● Given instruction:
Count the lines below that contain the word "road", matching case exactly, and give only that number.

___

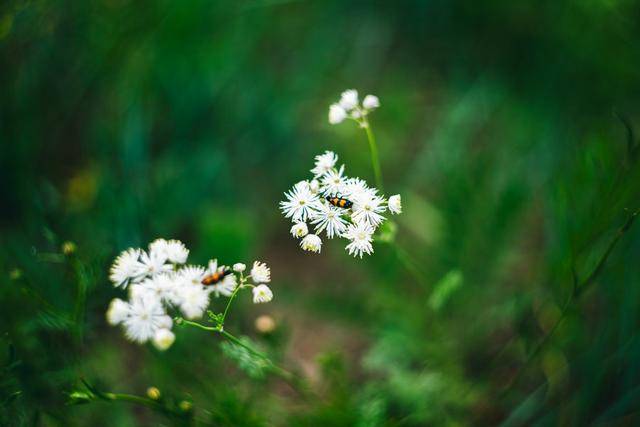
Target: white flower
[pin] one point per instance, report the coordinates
(324, 163)
(173, 251)
(146, 316)
(154, 263)
(311, 243)
(262, 293)
(190, 275)
(395, 204)
(260, 273)
(361, 236)
(194, 300)
(117, 312)
(368, 208)
(349, 99)
(127, 268)
(336, 114)
(370, 102)
(314, 186)
(299, 229)
(329, 218)
(163, 287)
(333, 181)
(300, 203)
(226, 285)
(163, 339)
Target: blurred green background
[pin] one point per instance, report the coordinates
(506, 126)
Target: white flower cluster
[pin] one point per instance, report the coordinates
(349, 107)
(159, 281)
(338, 205)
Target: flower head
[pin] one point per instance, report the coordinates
(349, 99)
(163, 339)
(127, 268)
(300, 203)
(299, 229)
(361, 236)
(370, 102)
(395, 204)
(336, 114)
(260, 273)
(311, 243)
(261, 294)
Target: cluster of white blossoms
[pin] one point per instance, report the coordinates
(349, 107)
(159, 282)
(337, 205)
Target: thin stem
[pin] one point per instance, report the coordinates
(577, 291)
(375, 160)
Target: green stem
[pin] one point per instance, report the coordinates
(577, 291)
(375, 160)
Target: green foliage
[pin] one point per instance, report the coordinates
(509, 128)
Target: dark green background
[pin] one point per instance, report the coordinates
(502, 125)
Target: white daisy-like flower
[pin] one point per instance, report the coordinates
(260, 273)
(262, 294)
(336, 114)
(299, 229)
(164, 287)
(127, 268)
(226, 285)
(370, 102)
(154, 263)
(174, 251)
(311, 243)
(368, 208)
(360, 235)
(190, 275)
(395, 204)
(349, 99)
(194, 300)
(329, 218)
(300, 203)
(118, 311)
(146, 316)
(333, 181)
(324, 163)
(163, 339)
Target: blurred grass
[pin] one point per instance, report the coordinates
(125, 121)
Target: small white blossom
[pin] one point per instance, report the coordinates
(117, 312)
(299, 229)
(163, 339)
(333, 181)
(395, 204)
(368, 208)
(370, 102)
(300, 203)
(127, 268)
(349, 99)
(261, 294)
(329, 218)
(146, 316)
(337, 114)
(227, 285)
(360, 235)
(324, 163)
(260, 273)
(311, 243)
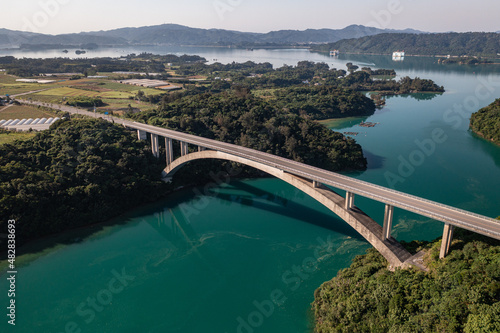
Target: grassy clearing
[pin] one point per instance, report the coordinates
(72, 92)
(264, 93)
(9, 137)
(22, 112)
(14, 89)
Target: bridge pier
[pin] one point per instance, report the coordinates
(349, 200)
(184, 148)
(155, 147)
(388, 217)
(170, 150)
(142, 135)
(446, 241)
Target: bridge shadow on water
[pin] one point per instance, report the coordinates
(174, 227)
(284, 204)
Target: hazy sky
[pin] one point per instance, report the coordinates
(67, 16)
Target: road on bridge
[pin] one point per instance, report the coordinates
(447, 214)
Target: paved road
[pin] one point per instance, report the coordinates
(447, 214)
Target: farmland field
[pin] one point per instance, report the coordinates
(10, 137)
(72, 92)
(22, 112)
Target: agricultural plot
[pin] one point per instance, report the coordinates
(72, 92)
(22, 112)
(10, 137)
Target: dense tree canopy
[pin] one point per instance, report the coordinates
(254, 123)
(78, 172)
(486, 122)
(459, 294)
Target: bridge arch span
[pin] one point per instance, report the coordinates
(395, 254)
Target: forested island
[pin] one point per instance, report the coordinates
(486, 122)
(79, 172)
(455, 44)
(85, 171)
(460, 293)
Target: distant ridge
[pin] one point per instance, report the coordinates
(454, 44)
(174, 34)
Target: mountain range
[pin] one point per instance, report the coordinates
(174, 34)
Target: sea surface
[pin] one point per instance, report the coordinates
(247, 255)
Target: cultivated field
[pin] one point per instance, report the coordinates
(22, 112)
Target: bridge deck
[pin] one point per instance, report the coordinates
(447, 214)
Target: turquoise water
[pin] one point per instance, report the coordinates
(247, 256)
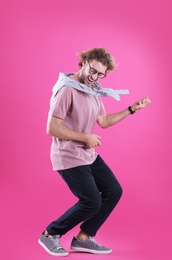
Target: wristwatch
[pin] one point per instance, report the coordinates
(131, 111)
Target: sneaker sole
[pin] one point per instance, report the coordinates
(87, 250)
(51, 253)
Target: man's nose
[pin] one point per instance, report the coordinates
(94, 76)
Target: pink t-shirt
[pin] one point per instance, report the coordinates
(79, 111)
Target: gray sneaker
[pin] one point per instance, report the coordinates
(89, 246)
(52, 245)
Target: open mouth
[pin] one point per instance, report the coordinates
(90, 80)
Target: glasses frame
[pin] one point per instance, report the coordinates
(93, 71)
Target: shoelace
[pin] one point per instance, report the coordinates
(92, 240)
(55, 241)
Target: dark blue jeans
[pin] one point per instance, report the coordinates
(98, 192)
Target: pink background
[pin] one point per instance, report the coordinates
(40, 38)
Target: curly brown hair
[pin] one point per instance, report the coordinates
(100, 55)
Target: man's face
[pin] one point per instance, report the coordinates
(92, 71)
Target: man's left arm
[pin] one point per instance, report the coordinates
(105, 121)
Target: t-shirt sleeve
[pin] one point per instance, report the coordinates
(61, 103)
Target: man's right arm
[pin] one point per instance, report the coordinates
(56, 128)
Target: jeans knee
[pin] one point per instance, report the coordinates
(91, 206)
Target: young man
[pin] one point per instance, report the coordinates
(75, 107)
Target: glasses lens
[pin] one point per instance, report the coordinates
(101, 75)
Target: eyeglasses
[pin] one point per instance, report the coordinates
(100, 75)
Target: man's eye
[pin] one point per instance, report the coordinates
(93, 71)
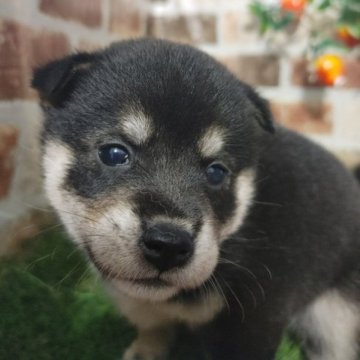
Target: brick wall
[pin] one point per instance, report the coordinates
(33, 32)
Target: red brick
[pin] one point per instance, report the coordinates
(8, 142)
(25, 48)
(255, 70)
(305, 117)
(86, 12)
(126, 18)
(193, 29)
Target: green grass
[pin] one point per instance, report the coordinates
(52, 307)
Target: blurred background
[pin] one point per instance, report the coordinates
(302, 55)
(272, 44)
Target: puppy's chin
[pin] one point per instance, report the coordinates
(150, 292)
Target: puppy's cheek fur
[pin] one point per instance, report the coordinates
(57, 160)
(244, 192)
(111, 231)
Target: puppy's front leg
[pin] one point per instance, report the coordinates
(151, 344)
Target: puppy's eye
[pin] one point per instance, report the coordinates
(113, 154)
(216, 174)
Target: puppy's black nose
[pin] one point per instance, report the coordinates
(166, 246)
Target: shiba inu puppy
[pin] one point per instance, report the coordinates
(195, 209)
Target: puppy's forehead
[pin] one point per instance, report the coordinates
(212, 141)
(136, 126)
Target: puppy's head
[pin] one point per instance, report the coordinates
(149, 156)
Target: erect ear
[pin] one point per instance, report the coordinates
(263, 113)
(56, 80)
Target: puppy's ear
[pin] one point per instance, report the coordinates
(263, 113)
(56, 80)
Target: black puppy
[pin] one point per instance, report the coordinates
(169, 173)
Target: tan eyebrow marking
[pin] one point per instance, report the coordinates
(211, 142)
(137, 127)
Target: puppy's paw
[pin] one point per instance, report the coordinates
(141, 351)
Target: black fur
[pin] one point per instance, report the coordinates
(302, 234)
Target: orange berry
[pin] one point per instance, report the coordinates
(329, 69)
(346, 37)
(296, 6)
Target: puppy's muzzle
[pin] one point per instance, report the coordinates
(166, 246)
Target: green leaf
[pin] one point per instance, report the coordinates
(349, 16)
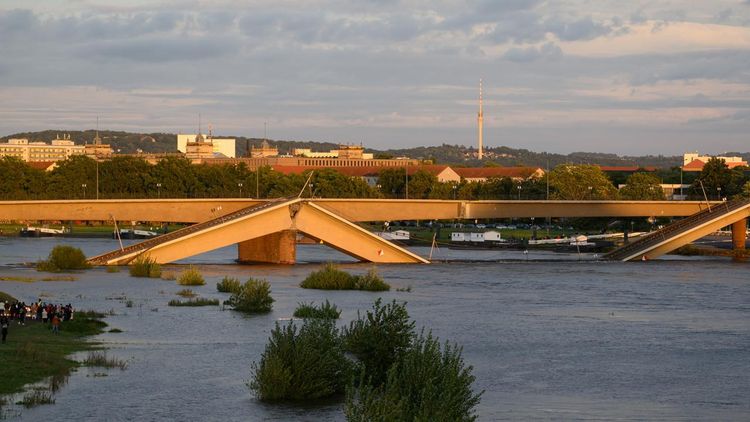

___

● Solution to the exercise:
2